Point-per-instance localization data
=== Section Start ===

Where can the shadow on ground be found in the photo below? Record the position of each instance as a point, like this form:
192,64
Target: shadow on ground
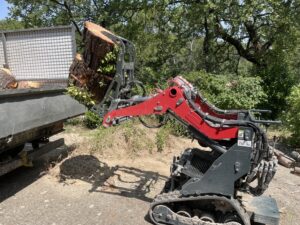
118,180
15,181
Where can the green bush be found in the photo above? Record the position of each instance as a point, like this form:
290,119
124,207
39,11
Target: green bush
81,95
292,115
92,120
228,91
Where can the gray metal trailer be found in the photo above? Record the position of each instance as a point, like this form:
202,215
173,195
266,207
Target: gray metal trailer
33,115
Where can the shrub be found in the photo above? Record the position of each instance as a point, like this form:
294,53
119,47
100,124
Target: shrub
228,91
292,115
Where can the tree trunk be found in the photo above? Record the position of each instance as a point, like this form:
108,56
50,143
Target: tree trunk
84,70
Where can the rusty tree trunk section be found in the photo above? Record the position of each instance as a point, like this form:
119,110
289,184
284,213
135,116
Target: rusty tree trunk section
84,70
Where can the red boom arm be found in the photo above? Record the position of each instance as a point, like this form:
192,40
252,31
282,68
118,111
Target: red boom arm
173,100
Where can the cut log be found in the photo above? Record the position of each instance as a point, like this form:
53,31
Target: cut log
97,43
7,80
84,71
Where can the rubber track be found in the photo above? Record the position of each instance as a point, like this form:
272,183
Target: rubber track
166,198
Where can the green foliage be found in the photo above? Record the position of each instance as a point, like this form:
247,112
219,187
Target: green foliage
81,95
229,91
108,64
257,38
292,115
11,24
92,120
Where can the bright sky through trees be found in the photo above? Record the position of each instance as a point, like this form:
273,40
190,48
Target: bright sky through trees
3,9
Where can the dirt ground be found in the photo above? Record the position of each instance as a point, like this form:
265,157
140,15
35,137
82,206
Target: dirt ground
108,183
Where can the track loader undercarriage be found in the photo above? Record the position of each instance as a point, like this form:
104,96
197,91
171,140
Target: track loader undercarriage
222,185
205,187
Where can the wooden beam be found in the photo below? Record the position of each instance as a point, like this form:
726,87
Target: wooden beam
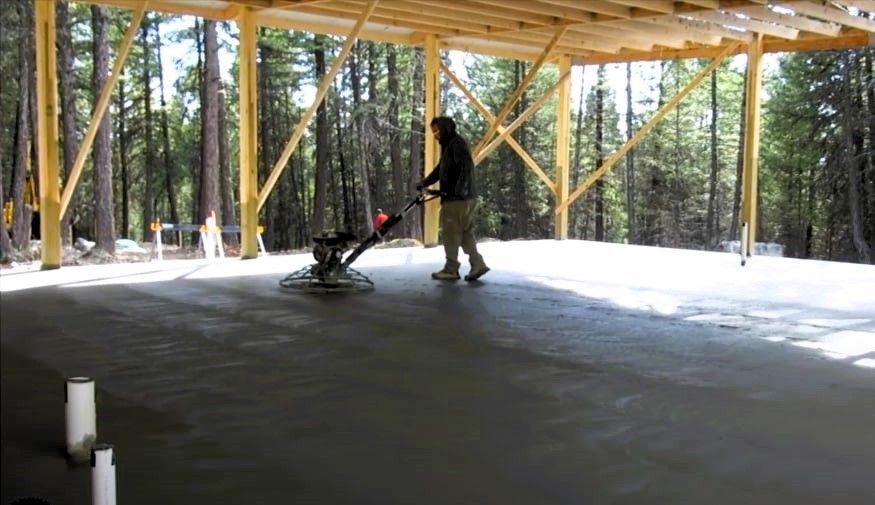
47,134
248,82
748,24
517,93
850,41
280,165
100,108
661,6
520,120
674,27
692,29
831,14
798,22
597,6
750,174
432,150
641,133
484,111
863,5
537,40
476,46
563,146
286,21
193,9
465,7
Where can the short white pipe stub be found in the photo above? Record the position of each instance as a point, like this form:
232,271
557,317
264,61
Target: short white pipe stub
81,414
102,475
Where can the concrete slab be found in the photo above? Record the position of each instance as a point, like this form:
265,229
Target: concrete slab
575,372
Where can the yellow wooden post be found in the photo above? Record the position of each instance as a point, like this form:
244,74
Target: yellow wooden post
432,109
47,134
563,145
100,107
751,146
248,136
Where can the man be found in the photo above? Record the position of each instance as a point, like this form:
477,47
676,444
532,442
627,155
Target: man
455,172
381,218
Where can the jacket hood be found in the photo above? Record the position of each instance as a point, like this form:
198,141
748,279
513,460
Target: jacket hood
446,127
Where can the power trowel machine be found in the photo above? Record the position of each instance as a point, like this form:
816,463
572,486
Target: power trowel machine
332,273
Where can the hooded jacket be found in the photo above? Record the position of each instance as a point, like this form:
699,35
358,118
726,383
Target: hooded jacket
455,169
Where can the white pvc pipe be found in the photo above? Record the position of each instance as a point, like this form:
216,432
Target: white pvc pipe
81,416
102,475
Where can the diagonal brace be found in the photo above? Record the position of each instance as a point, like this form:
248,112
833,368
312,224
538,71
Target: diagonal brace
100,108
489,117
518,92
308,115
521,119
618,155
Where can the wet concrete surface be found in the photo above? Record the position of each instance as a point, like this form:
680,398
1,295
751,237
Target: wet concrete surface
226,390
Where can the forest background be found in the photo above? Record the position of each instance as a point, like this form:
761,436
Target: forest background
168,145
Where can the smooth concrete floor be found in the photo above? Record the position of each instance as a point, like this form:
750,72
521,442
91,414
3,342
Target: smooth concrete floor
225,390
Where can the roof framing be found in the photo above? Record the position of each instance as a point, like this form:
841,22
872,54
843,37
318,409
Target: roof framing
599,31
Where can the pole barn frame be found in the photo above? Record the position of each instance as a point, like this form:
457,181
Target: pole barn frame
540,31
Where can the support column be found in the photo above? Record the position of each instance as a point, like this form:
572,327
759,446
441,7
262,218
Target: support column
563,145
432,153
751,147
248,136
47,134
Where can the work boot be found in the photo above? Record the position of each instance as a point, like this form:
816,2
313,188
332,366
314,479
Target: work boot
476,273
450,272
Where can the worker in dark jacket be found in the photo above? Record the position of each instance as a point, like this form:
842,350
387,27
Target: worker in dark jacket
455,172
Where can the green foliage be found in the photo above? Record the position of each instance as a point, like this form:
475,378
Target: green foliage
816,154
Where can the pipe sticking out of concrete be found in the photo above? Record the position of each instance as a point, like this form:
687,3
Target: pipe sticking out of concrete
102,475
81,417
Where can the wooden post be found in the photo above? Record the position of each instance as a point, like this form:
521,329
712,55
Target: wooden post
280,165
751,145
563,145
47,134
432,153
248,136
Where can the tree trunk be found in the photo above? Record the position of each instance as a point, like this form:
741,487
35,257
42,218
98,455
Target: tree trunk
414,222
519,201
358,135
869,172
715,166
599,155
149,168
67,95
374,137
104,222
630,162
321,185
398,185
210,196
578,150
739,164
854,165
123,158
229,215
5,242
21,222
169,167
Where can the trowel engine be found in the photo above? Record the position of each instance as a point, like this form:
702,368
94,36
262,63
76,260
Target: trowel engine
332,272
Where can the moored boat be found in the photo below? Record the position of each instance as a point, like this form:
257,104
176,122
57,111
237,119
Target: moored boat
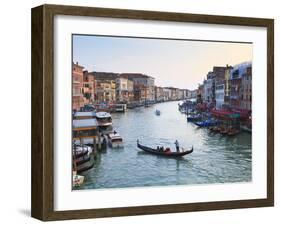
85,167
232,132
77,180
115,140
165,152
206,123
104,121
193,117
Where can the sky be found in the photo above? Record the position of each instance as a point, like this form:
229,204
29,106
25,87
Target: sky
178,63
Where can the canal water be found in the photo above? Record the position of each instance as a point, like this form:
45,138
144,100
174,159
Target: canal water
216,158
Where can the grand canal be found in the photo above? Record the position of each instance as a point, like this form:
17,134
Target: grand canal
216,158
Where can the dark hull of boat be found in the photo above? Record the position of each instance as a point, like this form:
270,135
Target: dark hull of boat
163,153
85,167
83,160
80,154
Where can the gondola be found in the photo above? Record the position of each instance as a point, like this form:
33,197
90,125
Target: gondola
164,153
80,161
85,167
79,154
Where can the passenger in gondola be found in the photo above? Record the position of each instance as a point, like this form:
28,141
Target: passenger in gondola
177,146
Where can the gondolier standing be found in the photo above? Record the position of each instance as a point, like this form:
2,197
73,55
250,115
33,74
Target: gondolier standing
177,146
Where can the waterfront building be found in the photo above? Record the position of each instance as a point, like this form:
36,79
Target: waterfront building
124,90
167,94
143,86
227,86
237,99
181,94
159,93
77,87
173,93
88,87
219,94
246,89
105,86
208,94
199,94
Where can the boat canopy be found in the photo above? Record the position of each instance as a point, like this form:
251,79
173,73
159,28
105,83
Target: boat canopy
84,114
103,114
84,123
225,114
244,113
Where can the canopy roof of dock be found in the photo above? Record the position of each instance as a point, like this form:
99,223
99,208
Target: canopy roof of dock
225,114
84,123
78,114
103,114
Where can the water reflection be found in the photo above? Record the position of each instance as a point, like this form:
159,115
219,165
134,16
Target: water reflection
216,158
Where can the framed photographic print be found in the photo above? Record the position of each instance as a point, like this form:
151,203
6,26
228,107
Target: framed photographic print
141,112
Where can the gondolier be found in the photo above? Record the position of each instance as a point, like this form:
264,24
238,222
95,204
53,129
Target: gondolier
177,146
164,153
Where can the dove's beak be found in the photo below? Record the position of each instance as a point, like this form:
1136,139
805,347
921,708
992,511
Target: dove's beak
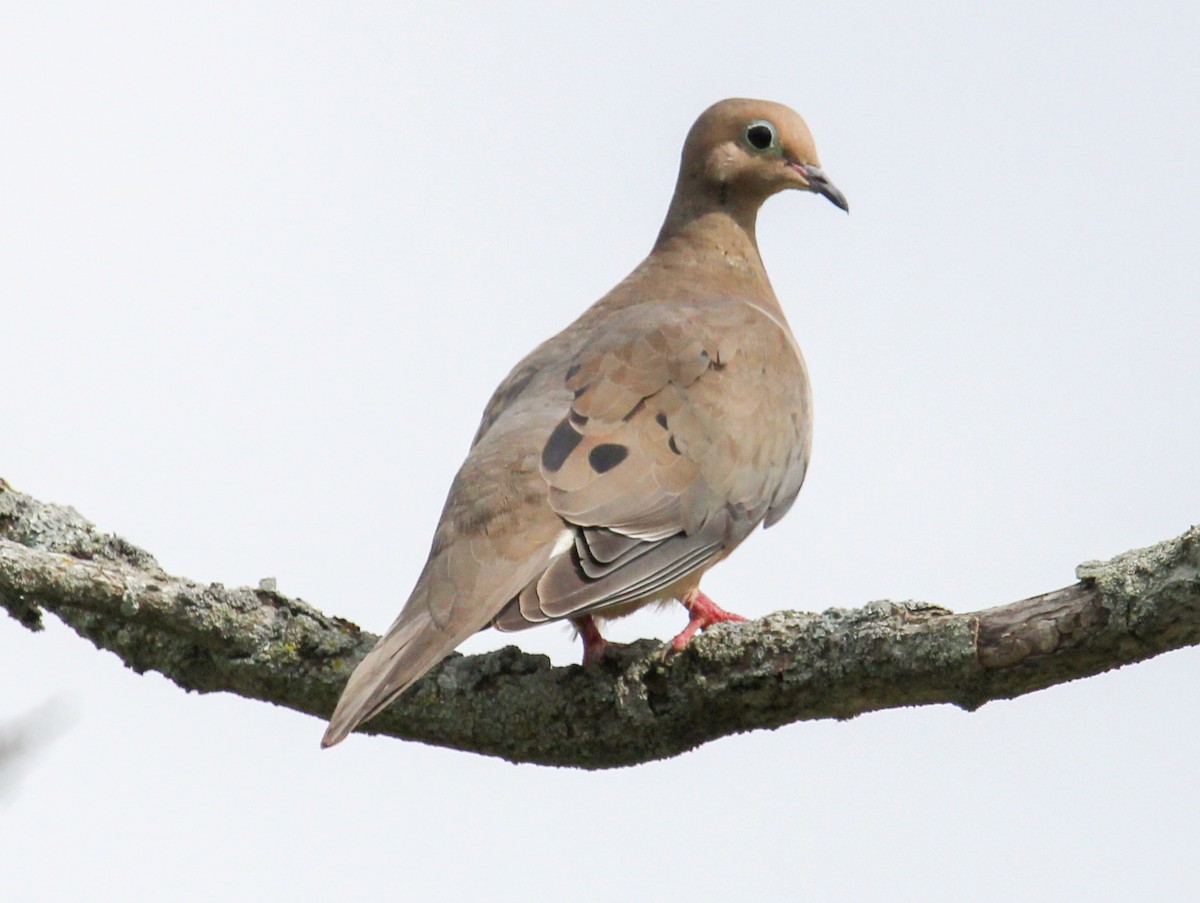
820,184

=== Section End ===
=== Section Start ===

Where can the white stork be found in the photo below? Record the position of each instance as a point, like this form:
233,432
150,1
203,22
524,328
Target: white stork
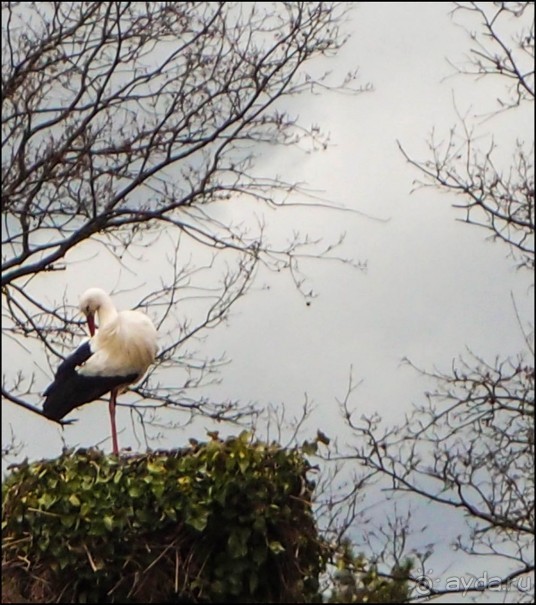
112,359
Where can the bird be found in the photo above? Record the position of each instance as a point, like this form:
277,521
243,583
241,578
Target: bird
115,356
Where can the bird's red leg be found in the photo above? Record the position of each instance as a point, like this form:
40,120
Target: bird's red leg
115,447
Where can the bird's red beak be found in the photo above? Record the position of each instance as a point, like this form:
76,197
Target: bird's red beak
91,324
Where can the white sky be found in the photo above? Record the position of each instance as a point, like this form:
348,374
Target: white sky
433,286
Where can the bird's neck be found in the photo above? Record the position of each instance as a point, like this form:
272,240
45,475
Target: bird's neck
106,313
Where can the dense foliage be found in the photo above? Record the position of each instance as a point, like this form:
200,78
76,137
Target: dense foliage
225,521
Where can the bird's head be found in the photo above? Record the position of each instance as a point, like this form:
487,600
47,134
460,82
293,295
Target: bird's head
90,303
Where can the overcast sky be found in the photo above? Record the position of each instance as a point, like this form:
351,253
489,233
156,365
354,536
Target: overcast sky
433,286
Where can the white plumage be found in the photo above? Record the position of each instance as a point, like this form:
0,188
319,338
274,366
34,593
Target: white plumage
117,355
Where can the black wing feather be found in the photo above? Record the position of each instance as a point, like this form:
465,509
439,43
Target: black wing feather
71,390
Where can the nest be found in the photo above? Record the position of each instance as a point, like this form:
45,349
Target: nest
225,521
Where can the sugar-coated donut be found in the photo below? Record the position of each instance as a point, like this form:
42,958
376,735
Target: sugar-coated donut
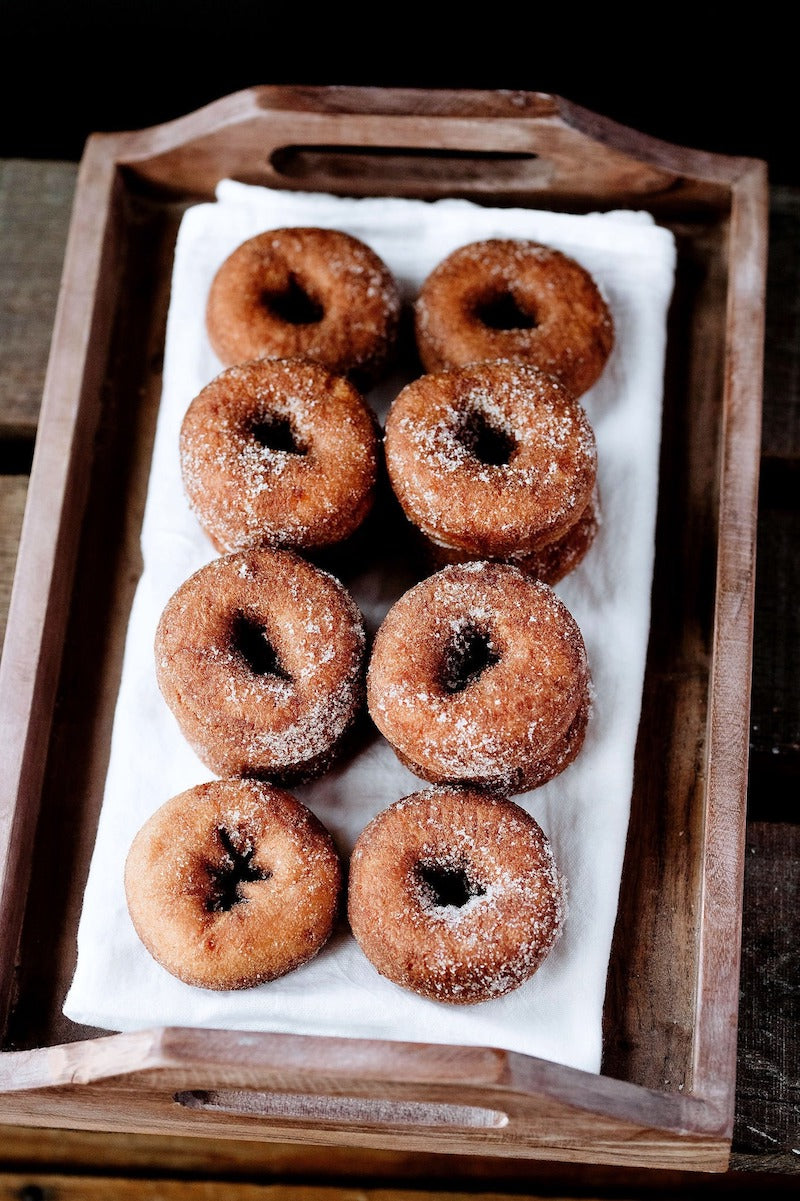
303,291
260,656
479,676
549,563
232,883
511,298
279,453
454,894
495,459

=== Section End ===

(TRY IT): Identify the lines above that contain the word "below", then copy them.

(TASK RESPONSE):
Where can the shadow on ground be found in the photo below? Record the position of each instance as a point, like this form:
Where can the wooden beam be found in the photo below? Record the position of each instance as a point, like this form:
Where can the moored boat be found in the photo below? Record the position of each instance as a point, like this form:
Where can the dove's beak be found in the photo below? Record the position of each instance as a point, like this form:
Where can the white stork be found in the photo below? Record the position of each instance as a point, like this form:
Where can the sugar-coated donut be found in the photo below? Record the position of each instance as a point, like this form:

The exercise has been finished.